Could you reproduce each of the entries below character for character, with nothing left out or changed?
---------- INFORMATION SUPPLIED ----------
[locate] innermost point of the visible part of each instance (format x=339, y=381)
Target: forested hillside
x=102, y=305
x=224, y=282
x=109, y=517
----------
FULL OUTPUT:
[locate] innermost point of the visible part of each instance (format x=339, y=381)
Target: forested hillside
x=102, y=305
x=224, y=282
x=109, y=517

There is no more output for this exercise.